● **GOALS**:
(a) In the article on scaling OPC on IBM Cloud, how many physical cores did a single job use at most?
(b) Write the next part of the article on scaling OPC on IBM Cloud, continuing from its final sentence.

START EXCERPT PROVIDED

Authored by: H. Tsai (IBM Research), L. Zhuang (IBM Research), H. Krishnareddy (IBM Research), D. Dunn (IBM Research), W. Clarke (IBM Research), J. Beaulieu (IBM Research), E. Seabolt (IBM Research), G. Nam (IBM Research), V. Mukherjee (IBM Research), D. Ziger (Synopsys), S. Rhie (Synopsys), Y. Wang (Synopsys), C. King (Synopsys), R. Anna (Synopsys)
In 2024, IBM and Synopsys achieved yet another remarkable milestone by scaling an Extreme Ultraviolet (EUV) Optical Proximity Correction (OPC) beyond 20,000 cores across multiple IBM Cloud clusters globally. This is a continuation of our strong partnership since 2021 where we have demonstrated a linear reduction in run time with 11,400 cores.[1]
What is OPC and Why it Matters
In a typical mask synthesis flow, the design data go through several stages of transformations to reach the final patterns needed on a set of lithography masks for the precise printing of desired shapes on wafers. Among those stages, OPC is the most compute-intensive step. As technology advances, the number of mask shapes and the complexity of OPC recipes increase, driving up compute capacity requirements. The fluctuating compute capacity usage, depending on the mask level, makes OPC workloads ideal for the Cloud, where resources can be dynamically provisioned to meet turnaround time demands.
IBM's Cloud bursting infrastructure for OPC includes IBM Storage Scale (formerly GPFS) for storage, compute cores from Virtual Server Instances (VSIs), and IBM Spectrum LSF for job management. The infrastructure is optimized for high-performance OPC workloads, using pre-built images, Terraform, and Ansible playbooks for automation, creating a consistent and scalable environment. LSF connections were established between on-premises and multiple IBM Cloud clusters in various locations, making the execution of OPC jobs on remote clusters as simple as submitting jobs to a different LSF queue. Typically, a single mask is divided into smaller chiplets, with each chiplet's OPC executed as a separate job. Consequently, OPC for a single mask may comprise multiple OPC jobs. These jobs are automatically submitted to various clusters via an automation script that leverages LSF's advanced reservation features.
A distinctive aspect of OPC jobs is their 2-step process: an initial primary job runs on a single host, followed by a secondary worker job that distributes workloads across multiple hosts. To guarantee resource availability within a cluster for both primary and worker jobs, we utilize a polling method to determine the necessary resources. We then establish advanced reservations through LSF before submitting the primary job to the LSF queue. This LSF setup enabled us to demonstrate large-scale OPC production with Synopsys Proteus across multiple LSF queues, utilizing up to 19,800 physical cores for a single job and up to 26,600 cores simultaneously across multiple jobs.

END EXCERPT PROVIDED
START INFORMATION GIVEN

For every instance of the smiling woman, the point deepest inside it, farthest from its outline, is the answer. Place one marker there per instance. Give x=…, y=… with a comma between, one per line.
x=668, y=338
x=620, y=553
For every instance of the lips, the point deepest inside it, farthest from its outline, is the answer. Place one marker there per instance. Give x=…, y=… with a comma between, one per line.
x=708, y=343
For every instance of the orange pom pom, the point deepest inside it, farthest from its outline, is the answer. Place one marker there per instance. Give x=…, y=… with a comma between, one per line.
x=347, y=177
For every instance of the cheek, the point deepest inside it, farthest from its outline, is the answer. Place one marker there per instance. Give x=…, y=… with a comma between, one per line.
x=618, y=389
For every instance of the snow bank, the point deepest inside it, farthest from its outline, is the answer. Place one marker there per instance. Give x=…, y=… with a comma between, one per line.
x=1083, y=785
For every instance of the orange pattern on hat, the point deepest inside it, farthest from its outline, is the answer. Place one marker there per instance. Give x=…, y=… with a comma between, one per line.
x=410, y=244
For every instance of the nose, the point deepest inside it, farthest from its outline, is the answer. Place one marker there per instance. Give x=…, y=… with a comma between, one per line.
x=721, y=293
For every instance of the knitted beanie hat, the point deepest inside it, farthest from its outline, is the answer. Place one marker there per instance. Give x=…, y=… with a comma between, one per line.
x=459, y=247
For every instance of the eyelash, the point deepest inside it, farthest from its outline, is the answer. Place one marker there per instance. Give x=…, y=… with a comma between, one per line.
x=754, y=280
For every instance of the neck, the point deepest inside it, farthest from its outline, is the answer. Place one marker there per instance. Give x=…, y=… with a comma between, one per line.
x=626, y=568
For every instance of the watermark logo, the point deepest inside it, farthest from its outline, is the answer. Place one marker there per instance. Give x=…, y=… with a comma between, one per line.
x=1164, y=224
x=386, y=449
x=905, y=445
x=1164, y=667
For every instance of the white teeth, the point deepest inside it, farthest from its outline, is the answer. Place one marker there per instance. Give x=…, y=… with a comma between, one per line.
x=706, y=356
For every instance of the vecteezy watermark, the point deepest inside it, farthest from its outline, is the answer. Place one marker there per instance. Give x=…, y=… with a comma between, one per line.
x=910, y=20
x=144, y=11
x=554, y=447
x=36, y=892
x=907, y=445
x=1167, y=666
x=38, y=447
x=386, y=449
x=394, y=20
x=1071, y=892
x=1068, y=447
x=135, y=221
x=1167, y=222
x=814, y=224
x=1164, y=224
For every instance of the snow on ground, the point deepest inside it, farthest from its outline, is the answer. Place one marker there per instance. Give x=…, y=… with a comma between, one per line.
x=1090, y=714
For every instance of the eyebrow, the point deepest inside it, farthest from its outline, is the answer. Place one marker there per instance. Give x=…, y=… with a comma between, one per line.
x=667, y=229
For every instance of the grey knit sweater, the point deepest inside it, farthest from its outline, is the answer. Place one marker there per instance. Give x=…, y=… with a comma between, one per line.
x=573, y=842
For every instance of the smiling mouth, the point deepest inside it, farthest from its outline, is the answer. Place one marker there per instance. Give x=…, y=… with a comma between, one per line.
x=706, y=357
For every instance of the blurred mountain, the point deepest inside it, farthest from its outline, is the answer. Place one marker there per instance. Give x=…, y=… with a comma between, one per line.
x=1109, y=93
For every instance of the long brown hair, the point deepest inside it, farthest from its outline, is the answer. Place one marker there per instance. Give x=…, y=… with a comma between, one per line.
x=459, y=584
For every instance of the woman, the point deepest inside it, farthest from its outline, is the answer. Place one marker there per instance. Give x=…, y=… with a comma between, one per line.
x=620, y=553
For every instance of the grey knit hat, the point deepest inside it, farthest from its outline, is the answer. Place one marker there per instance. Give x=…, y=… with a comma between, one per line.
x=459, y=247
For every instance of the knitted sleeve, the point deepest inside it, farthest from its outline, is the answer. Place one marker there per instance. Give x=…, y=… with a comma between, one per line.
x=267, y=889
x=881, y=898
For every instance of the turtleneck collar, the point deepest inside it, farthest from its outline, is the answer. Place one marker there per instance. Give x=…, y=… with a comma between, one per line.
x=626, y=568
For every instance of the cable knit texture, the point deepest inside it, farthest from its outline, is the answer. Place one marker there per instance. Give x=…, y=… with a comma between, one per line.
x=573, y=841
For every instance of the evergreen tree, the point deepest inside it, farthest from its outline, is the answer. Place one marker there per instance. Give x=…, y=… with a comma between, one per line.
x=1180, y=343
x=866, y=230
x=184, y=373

END INFORMATION GIVEN
START INFORMATION GIVEN

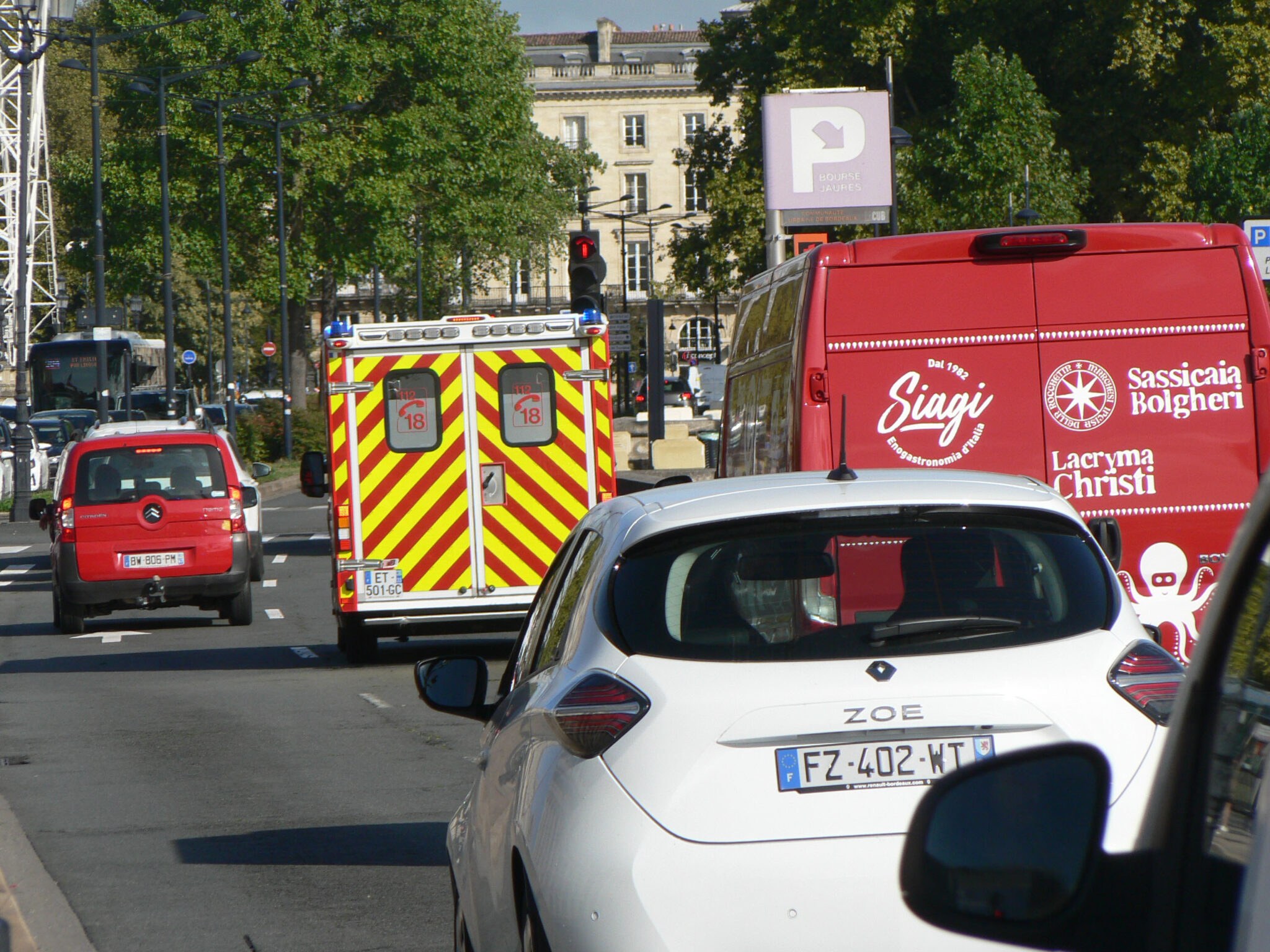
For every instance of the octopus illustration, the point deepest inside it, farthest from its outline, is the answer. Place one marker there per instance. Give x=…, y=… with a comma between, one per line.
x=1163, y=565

END INFORMATION GIVEN

● **RESULTS OF THE TASKS**:
(a) Up to 19,800 physical cores.

(b)
IBM demonstrated an optimized Cloud infrastructure for OPC and Lithography Rule Check (LRC) workloads, achieving near-linear performance scaling on the main compute portion of the OPC workloads using up to 19,800 physical cores per job for a 2nm technology node EUV active area layout using LSF and Synopsys Proteus on IBM Cloud. The layout is 81.8 mm2 in area. The remote cluster was built across 3 Availability Zones (AZs). We do observe deviation from linear scaling above 15,000 cores, likely due to network and file system latency, especially for the cross-AZ compute nodes. While OPC workloads involve iteratively optimizing mask shapes to produce the best imaging quality on wafer, LRC workloads verify that the final wafer imaging results pass a set of pre-defined rules to qualify the mask for manufacturing. LRC using Synopsys Proteus (PLRC) exhibits different scaling behavior from OPC and was optimized to minimize library loading and file removal overhead in the main compute segment of the workload. Further optimization is underway to achieve linear scaling for both OPC and PLRC with 20,000 cores and beyond.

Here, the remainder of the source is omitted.